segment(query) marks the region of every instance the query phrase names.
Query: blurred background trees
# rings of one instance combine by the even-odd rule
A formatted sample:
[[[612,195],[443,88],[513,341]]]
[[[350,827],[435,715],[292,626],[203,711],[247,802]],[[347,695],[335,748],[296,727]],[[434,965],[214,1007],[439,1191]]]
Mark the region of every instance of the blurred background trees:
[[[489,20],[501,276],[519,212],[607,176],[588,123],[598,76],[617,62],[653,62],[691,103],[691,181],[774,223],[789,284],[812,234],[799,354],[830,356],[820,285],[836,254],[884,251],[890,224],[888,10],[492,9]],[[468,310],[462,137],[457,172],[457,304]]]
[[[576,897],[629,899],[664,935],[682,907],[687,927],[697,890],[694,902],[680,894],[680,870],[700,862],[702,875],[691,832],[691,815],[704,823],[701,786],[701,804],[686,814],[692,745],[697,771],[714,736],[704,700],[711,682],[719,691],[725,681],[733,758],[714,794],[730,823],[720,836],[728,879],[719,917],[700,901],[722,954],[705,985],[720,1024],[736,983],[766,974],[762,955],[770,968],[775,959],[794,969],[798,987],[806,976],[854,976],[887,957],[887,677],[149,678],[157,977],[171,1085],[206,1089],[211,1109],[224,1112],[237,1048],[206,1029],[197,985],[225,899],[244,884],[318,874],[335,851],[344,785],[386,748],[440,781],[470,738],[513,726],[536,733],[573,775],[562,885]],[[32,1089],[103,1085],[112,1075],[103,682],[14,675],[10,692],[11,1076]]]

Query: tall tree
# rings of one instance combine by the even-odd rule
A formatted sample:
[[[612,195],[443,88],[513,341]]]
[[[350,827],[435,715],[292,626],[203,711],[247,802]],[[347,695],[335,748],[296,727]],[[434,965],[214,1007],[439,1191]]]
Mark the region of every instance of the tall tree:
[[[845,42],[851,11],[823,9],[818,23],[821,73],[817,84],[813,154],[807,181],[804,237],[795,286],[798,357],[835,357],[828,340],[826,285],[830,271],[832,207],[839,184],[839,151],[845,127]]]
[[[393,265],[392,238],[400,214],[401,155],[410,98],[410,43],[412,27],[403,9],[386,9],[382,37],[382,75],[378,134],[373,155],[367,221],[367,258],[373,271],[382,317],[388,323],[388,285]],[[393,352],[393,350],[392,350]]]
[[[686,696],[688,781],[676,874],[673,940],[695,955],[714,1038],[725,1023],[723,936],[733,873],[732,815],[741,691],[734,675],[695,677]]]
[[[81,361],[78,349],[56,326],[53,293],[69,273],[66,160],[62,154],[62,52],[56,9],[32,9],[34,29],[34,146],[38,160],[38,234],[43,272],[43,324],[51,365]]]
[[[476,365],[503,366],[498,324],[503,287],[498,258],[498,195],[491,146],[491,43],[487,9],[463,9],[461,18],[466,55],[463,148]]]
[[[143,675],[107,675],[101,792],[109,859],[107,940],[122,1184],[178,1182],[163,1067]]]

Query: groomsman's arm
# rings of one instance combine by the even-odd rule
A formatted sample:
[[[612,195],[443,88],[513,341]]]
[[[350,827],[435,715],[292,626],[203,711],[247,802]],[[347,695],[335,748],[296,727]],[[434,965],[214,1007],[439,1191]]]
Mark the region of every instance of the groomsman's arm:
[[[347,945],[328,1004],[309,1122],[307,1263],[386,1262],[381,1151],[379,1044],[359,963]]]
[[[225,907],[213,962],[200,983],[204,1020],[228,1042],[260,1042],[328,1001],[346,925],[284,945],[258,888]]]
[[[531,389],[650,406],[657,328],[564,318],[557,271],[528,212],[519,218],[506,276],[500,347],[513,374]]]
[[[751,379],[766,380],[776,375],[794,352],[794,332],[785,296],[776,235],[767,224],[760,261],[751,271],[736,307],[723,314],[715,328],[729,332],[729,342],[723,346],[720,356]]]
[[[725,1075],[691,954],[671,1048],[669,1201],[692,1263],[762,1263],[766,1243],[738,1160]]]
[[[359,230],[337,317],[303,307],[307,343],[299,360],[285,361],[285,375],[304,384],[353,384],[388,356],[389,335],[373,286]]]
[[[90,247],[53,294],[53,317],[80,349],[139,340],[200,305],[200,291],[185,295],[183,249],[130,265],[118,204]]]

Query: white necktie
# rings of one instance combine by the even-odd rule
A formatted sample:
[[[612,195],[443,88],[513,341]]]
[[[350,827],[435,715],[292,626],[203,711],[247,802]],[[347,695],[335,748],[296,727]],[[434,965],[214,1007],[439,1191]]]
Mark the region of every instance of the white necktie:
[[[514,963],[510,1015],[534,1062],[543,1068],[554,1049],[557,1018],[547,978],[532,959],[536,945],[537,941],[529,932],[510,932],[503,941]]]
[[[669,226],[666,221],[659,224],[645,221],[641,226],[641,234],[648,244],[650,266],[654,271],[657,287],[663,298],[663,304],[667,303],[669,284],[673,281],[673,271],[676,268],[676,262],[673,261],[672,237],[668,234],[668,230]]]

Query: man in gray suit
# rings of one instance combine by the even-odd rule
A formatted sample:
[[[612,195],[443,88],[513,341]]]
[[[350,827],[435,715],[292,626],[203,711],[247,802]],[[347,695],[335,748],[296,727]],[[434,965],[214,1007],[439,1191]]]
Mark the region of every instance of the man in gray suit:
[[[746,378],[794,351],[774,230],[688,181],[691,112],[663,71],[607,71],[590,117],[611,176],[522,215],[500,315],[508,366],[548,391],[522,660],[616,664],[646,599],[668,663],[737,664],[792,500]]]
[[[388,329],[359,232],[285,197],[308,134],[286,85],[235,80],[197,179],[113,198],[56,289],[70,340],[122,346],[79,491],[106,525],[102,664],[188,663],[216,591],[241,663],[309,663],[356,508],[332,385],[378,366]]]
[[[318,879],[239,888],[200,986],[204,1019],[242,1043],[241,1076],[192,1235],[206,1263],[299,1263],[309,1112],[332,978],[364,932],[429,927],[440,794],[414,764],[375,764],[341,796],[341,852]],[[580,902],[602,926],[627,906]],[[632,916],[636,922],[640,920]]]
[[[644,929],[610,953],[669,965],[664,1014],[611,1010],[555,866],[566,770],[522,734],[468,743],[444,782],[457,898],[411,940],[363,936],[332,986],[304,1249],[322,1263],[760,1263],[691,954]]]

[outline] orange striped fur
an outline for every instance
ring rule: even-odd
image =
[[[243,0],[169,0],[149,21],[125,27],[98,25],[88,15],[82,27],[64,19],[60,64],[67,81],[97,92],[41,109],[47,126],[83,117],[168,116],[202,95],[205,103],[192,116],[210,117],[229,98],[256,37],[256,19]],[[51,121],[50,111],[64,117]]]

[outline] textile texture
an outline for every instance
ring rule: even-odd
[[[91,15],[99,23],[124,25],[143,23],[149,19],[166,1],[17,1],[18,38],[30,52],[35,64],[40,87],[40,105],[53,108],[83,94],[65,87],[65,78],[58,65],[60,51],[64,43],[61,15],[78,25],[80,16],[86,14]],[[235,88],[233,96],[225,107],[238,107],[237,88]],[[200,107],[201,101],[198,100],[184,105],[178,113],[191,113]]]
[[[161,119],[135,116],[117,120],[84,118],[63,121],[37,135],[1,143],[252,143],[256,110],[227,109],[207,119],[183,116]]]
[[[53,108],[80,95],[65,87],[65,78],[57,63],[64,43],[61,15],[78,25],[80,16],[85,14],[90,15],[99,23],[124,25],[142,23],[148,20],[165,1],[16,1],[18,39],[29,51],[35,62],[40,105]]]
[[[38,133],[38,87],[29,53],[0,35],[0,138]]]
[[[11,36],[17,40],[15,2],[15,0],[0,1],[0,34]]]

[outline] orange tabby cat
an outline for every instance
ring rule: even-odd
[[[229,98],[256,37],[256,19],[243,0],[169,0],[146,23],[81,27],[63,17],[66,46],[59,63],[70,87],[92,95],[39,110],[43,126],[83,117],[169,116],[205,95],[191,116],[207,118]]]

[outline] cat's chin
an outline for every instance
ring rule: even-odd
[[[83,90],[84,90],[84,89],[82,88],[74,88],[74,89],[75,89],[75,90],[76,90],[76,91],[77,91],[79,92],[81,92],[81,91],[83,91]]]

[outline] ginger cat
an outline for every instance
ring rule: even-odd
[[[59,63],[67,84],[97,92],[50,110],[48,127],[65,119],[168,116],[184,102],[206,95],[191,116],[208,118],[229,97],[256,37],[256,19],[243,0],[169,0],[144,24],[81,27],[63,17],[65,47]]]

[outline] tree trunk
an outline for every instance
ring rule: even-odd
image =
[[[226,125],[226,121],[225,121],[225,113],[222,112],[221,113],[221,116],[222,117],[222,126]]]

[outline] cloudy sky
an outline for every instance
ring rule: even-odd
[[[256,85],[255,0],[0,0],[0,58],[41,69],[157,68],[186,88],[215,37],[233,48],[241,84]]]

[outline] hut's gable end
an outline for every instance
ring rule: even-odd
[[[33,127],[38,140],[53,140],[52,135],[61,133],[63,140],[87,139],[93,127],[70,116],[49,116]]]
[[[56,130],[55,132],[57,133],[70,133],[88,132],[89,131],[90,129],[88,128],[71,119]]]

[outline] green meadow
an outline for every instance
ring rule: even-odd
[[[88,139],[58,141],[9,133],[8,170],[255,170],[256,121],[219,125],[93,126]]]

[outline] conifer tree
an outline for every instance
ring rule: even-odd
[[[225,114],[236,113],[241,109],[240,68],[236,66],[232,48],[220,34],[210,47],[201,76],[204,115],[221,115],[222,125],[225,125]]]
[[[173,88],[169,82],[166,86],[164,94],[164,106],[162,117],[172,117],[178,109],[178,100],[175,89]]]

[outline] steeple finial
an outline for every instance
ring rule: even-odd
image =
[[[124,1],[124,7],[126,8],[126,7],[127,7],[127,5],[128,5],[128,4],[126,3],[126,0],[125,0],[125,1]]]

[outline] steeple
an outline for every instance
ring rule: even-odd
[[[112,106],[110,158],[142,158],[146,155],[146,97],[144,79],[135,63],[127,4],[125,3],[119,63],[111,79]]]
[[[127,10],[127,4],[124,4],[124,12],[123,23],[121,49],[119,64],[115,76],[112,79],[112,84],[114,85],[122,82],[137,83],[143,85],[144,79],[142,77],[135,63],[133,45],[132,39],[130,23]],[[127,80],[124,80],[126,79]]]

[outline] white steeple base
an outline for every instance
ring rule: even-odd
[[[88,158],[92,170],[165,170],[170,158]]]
* * * * * * * * *
• [SHORT EXERCISE]
Return the line that contains "[outline] conifer tree" along with every line after it through the end of the entries, exactly, adding nothing.

• [OUTPUT FOR THIS TASK]
[outline] conifer tree
an outline for every instance
ring rule: even-odd
[[[225,114],[236,113],[241,109],[240,68],[236,66],[232,48],[220,34],[210,47],[201,76],[204,115],[221,115],[222,125],[225,125]]]
[[[173,88],[169,82],[166,86],[164,94],[164,106],[162,117],[172,117],[178,109],[178,100],[175,89]]]

[outline] steeple finial
an outline for every instance
ring rule: even-odd
image =
[[[124,1],[124,7],[126,8],[126,7],[127,7],[127,5],[128,5],[128,4],[126,3],[126,0],[125,0],[125,1]]]

[outline] steeple
an outline for every instance
ring rule: even-odd
[[[112,106],[110,158],[142,158],[146,155],[146,97],[144,79],[135,63],[127,4],[125,3],[119,63],[111,79]]]
[[[127,10],[127,4],[124,4],[124,12],[123,23],[121,49],[119,64],[115,76],[112,79],[112,84],[114,85],[122,82],[137,83],[143,85],[144,79],[142,77],[135,63],[133,45],[132,39],[130,23]],[[127,80],[124,80],[126,79]]]

[outline] white steeple base
an outline for every instance
ring rule: even-odd
[[[88,158],[92,170],[165,170],[170,158]]]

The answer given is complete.